# [Short exercise]
Substitute "president" for "chairman" in the storytelling article below, and write out its text from "June 16, 2009" to "its former glory." with that change.

# [Text segment]
June 16, 2009 · Leave a Comment

Telling-Stories

This wonderful little article written by Jack Keen and published recently on www.cio.com is essential reading for every business person, from the start up company to global CEO’s alike.

Good business cases are calculated based on numbers, but they are approved based on stories. My favorite example is the business case created for a notoriously penny-pinching founder and chairman of a billion-dollar services company. All the numbers shouted savings. But what sold the aging chairman was the CFO’s pitch that spending money on better human resources systems would return his faltering firm to its former glory.

ROI numbers, no matter how compelling, won’t speak for themselves. It’s up to you to explain what they mean to enterprise visions and goals. Sure, the new inventory system will provide a 110 percent ROI by helping to control warehouse costs and boost production efficiency. But what the CEO really wants to hear is that it will make the company a more irresistible supplier to key accounts.

Clever storytelling is one of the quickest and most effective ways to gain executive understanding, buy-in and funding. It also helps attract support and cooperation from reluctant users during project implementation and operation. Vivid stories translate dry, abstract numbers into compelling pictures of how deep yearnings of decision influencers can come true. Creating effective stories is not hard, provided we clearly understand who these decision influencers are, know well what they most care about and understand where to place stories for the most impact.

I’ve outlined below some tips for doing just that.

Three Principles of Storytelling Success

1. Know your audience.

Decision influencers are humans first and businesspeople second. Like you and me, they care about personal success, have egos, ambitions, anxieties and fears. You may well know your CEO and CFO, but how well do you understand the concerns of the heads of marketing, manufacturing or customer service? Only when we truly understand all of our stakeholders can we be assured that stories we develop are ones they will relate to when it comes time for making the business case. When investigating whose hearts to touch and how, you should find out the names, ranks and serial numbers of these decision influencers, as well as what they are feeling and what drives their actions. Many such insights are often easily available via personal or published interviews, annual reports and industry analyst critiques. Another source of input: Get to know the people who know them.

# [Entries provided]

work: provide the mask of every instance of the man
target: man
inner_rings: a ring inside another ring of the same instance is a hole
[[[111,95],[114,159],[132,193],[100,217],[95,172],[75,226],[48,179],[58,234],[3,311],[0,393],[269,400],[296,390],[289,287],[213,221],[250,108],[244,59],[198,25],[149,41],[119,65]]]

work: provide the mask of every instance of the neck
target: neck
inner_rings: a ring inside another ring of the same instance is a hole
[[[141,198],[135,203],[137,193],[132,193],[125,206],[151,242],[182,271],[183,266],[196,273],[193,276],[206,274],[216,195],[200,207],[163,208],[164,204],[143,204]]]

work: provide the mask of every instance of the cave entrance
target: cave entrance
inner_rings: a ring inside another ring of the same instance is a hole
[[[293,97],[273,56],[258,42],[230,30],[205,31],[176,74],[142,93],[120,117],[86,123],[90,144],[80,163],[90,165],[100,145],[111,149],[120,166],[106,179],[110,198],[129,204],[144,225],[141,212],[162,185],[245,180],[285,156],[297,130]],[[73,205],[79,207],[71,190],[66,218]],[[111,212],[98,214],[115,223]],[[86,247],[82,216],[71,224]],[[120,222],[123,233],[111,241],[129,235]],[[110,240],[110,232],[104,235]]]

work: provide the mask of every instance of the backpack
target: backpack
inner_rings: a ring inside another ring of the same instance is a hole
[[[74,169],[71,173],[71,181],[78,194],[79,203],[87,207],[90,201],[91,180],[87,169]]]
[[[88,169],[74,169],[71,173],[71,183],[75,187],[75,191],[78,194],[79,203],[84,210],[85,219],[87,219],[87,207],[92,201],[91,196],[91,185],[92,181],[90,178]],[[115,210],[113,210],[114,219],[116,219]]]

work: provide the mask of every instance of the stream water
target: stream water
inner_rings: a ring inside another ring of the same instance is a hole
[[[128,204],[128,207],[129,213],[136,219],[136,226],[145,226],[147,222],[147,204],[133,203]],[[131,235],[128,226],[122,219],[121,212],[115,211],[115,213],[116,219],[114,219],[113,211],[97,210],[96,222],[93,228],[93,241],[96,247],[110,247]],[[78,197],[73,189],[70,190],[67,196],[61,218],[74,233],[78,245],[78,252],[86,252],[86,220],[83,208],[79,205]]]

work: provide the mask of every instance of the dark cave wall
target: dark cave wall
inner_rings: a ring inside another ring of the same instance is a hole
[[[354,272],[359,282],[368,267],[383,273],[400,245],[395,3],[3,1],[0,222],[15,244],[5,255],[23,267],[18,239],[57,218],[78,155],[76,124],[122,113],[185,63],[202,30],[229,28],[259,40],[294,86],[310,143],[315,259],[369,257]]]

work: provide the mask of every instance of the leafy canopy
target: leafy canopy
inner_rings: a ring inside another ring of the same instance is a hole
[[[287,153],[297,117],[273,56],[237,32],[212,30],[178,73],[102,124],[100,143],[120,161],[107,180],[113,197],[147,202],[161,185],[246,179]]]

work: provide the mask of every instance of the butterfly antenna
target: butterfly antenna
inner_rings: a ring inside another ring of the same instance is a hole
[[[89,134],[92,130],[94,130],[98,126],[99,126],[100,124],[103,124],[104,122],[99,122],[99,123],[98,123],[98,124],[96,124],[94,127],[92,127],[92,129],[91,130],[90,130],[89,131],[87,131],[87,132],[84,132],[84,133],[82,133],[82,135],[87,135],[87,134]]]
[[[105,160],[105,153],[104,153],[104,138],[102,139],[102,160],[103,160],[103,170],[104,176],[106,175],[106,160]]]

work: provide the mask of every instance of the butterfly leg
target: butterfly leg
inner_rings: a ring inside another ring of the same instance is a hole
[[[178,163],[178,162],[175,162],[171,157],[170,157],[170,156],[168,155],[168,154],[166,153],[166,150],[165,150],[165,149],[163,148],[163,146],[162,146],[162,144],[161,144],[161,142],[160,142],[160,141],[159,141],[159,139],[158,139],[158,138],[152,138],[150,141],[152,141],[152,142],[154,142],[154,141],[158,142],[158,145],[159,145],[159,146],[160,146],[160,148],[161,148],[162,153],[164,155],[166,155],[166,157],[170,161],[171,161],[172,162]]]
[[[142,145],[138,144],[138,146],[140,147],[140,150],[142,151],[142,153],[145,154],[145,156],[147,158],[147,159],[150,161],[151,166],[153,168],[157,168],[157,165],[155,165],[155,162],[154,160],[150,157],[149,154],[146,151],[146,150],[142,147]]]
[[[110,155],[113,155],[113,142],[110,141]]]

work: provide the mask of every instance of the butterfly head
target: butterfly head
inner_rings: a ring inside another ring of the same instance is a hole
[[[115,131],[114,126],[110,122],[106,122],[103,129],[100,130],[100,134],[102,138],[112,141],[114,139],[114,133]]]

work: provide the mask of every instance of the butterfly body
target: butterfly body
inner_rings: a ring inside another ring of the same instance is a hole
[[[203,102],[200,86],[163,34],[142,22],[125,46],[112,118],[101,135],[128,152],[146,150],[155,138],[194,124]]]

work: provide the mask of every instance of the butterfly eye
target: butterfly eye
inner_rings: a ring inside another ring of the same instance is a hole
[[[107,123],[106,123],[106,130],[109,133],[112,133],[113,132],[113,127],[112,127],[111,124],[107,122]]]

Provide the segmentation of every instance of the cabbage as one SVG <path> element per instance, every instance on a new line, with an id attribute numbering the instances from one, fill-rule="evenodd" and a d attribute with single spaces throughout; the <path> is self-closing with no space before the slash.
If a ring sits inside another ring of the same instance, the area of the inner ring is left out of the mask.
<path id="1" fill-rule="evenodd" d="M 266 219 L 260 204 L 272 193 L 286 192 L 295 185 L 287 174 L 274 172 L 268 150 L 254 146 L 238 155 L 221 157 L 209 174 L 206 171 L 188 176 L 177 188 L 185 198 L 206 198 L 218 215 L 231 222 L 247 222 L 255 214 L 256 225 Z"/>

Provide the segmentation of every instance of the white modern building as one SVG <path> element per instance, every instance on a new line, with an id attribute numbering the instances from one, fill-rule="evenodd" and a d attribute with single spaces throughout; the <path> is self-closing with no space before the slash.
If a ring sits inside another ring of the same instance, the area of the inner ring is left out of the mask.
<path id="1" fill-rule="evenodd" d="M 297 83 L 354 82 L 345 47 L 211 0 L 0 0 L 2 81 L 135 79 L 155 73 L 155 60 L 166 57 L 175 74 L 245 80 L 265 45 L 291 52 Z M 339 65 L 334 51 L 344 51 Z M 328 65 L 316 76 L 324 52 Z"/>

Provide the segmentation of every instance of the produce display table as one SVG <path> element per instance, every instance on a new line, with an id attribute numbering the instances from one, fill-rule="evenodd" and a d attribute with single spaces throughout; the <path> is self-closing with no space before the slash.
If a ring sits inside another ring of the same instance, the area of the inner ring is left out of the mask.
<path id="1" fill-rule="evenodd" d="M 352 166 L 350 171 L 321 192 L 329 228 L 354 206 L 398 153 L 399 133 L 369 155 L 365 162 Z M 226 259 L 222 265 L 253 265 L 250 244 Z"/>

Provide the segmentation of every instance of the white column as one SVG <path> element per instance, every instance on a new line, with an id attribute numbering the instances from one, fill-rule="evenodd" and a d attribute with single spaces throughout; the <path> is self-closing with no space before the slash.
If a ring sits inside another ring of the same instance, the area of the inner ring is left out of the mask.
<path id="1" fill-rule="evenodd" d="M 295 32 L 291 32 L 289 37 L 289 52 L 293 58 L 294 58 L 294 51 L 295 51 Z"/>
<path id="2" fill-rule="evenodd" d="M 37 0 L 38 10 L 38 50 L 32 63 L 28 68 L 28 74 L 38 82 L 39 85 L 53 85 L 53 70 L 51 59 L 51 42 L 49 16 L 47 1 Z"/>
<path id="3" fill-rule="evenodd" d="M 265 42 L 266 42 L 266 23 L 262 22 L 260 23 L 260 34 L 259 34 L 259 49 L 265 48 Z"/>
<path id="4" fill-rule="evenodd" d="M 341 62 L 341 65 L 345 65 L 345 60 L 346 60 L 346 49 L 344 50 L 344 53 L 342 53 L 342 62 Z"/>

# [Task output]
June 16, 2009 · Leave a Comment

Telling-Stories

This wonderful little article written by Jack Keen and published recently on www.cio.com is essential reading for every business person, from the start up company to global CEO’s alike.

Good business cases are calculated based on numbers, but they are approved based on stories. My favorite example is the business case created for a notoriously penny-pinching founder and president of a billion-dollar services company. All the numbers shouted savings. But what sold the aging president was the CFO’s pitch that spending money on better human resources systems would return his faltering firm to its former glory.